Passage section start
To illustrate the main idea we will be using an example of 5 folds. The number of folds can be easily adjusted by changing the parameter `NFOLDS` below.

In [None]:
NFOLDS=5

### Loading libraries

In [None]:
import random
import numpy as np
import pandas as pd
from pathlib import Path
from collections import Counter, defaultdict

### Function for implementing Stratified Group k-Fold split

In [None]:
def stratified_group_k_fold(X, y, groups, k, seed=None):
    labels_num = np.max(y) + 1
    y_counts_per_group = defaultdict(lambda: np.zeros(labels_num))
    y_distr = Counter()
    for label, g in zip(y, groups):
        y_counts_per_group[g][label] += 1
        y_distr[label] += 1

    y_counts_per_fold = defaultdict(lambda: np.zeros(labels_num))
    groups_per_fold = defaultdict(set)

    def eval_y_counts_per_fold(y_counts, fold):
        y_counts_per_fold[fold] += y_counts
        std_per_label = []
        for label in range(labels_num):
            label_std = np.std([y_counts_per_fold[i][label] / y_distr[label] for i in range(k)])
            std_per_label.append(label_std)
        y_counts_per_fold[fold] -= y_counts
        return np.mean(std_per_label)
    
    groups_and_y_counts = list(y_counts_per_group.items())
    random.Random(seed).shuffle(groups_and_y_counts)

    for g, y_counts in sorted(groups_and_y_counts, key=lambda x: -np.std(x[1])):
        best_fold = None
        min_eval = None
        for i in range(k):
            fold_eval = eval_y_counts_per_fold(y_counts, i)
            if min_eval is None or fold_eval < min_eval:
                min_eval = fold_eval
                best_fold = i
        y_counts_per_fold[best_fold] += y_counts
        groups_per_fold[best_fold].add(g)

    all_groups = set(groups)
    for i in range(k):
        train_groups = all_groups - groups_per_fold[i]
        test_groups = groups_per_fold[i]

        train_indices = [i for i, g in enumerate(groups) if g in train_groups]
        test_indices = [i for i, g in enumerate(groups) if g in test_groups]

        yield train_indices, test_indices

### Loading data

In [None]:
PATH=Path('/kaggle/input/siim-isic-melanoma-classification/')
train=pd.read_csv(PATH/'train.csv')
print(f"The shape of the `train` is {train.shape}.\n")
print(f"The columns present in `train` are {train.columns.values}.")

In [None]:
train_x = train['image_name']
train_y = train['target'].values
groups = np.array(train['patient_id'].values)

In [None]:
def get_distribution(y_vals):
        y_distr = Counter(y_vals)
Passage section end
Extracted data section start
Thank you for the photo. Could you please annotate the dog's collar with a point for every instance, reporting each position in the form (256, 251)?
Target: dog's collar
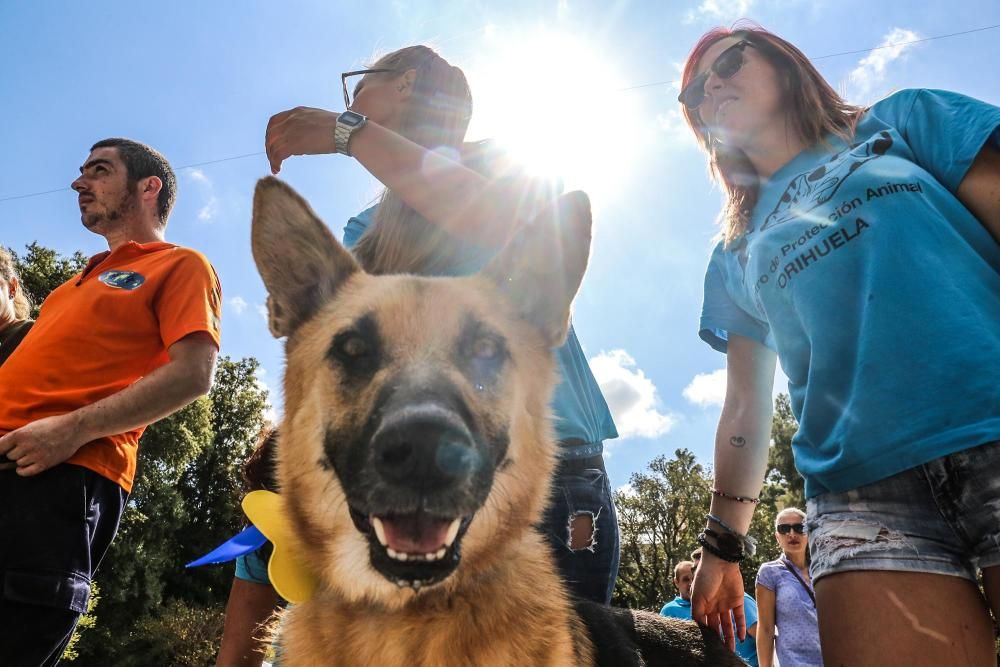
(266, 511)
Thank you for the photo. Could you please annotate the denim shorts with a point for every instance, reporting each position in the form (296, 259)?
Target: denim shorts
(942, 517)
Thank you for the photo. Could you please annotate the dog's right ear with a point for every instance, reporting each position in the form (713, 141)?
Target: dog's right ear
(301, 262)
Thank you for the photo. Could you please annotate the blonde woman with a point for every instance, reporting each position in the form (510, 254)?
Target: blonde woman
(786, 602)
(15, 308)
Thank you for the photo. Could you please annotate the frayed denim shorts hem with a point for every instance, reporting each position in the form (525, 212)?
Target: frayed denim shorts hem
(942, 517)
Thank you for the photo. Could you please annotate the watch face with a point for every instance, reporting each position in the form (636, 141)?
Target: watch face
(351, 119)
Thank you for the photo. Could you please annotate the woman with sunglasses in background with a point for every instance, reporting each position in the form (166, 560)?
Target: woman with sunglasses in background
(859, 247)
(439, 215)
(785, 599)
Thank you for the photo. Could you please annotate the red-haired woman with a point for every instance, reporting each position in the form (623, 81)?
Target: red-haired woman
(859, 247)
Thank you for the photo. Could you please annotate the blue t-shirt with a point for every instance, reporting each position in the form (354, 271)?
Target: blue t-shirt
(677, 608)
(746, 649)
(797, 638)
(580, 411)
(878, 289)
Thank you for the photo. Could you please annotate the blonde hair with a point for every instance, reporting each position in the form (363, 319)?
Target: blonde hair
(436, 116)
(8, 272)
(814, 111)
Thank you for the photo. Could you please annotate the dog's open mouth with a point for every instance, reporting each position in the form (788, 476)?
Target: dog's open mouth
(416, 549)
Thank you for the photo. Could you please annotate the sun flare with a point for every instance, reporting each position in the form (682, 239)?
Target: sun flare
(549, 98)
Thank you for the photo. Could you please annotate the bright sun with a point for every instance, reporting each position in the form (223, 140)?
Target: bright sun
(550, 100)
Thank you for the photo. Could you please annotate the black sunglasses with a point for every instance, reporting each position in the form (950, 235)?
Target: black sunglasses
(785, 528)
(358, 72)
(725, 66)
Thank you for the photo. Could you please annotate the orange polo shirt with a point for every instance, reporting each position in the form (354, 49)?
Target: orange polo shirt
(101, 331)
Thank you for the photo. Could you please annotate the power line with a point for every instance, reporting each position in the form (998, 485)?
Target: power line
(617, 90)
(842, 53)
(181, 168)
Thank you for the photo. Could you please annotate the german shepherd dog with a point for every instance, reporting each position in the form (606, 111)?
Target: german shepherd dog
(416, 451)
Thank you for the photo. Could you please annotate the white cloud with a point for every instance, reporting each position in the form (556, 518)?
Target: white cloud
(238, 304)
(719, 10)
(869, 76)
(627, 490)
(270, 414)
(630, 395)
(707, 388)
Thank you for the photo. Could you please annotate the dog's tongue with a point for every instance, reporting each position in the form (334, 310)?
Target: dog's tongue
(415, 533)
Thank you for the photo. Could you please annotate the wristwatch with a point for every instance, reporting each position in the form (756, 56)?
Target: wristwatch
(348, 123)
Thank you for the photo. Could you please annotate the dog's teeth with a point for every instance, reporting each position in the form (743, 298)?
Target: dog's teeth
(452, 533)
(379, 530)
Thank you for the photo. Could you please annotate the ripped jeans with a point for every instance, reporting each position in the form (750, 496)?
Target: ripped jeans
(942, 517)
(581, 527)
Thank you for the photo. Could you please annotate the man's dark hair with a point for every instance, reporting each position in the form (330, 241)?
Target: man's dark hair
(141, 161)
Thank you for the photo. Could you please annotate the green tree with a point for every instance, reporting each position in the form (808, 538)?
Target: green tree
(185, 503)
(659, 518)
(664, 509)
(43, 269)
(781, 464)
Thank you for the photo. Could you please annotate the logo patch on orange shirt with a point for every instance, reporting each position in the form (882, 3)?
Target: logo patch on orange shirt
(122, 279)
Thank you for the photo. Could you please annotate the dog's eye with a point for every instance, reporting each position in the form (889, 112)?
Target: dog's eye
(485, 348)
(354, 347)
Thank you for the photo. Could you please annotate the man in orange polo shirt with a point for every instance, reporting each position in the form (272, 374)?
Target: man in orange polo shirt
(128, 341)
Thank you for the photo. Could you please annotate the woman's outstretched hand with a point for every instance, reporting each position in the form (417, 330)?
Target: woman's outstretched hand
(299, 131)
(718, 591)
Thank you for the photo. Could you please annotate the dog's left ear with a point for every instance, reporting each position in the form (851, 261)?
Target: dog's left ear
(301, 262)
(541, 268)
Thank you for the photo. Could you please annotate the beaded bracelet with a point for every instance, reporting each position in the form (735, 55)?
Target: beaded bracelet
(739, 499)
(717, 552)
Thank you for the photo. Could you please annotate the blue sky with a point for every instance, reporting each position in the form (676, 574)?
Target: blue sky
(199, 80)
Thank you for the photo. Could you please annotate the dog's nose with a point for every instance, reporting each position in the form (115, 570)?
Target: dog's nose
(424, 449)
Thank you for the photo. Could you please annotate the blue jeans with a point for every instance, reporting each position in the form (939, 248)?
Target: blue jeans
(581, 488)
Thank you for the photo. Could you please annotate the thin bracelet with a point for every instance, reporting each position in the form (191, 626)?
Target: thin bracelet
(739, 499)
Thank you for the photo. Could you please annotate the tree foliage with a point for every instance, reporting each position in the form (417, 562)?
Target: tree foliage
Extracted data section end
• Exercise
Answer these from the k-fold notebook:
1. What value is assigned to `NFOLDS`?
2. Which column of `train` supplies the values stored in `groups`?
3. Which CSV file is read into `train`?
The items have nothing to do with the k-fold notebook.

• Completed task
1. 5
2. `patient_id`
3. `train.csv`, from `/kaggle/input/siim-isic-melanoma-classification/`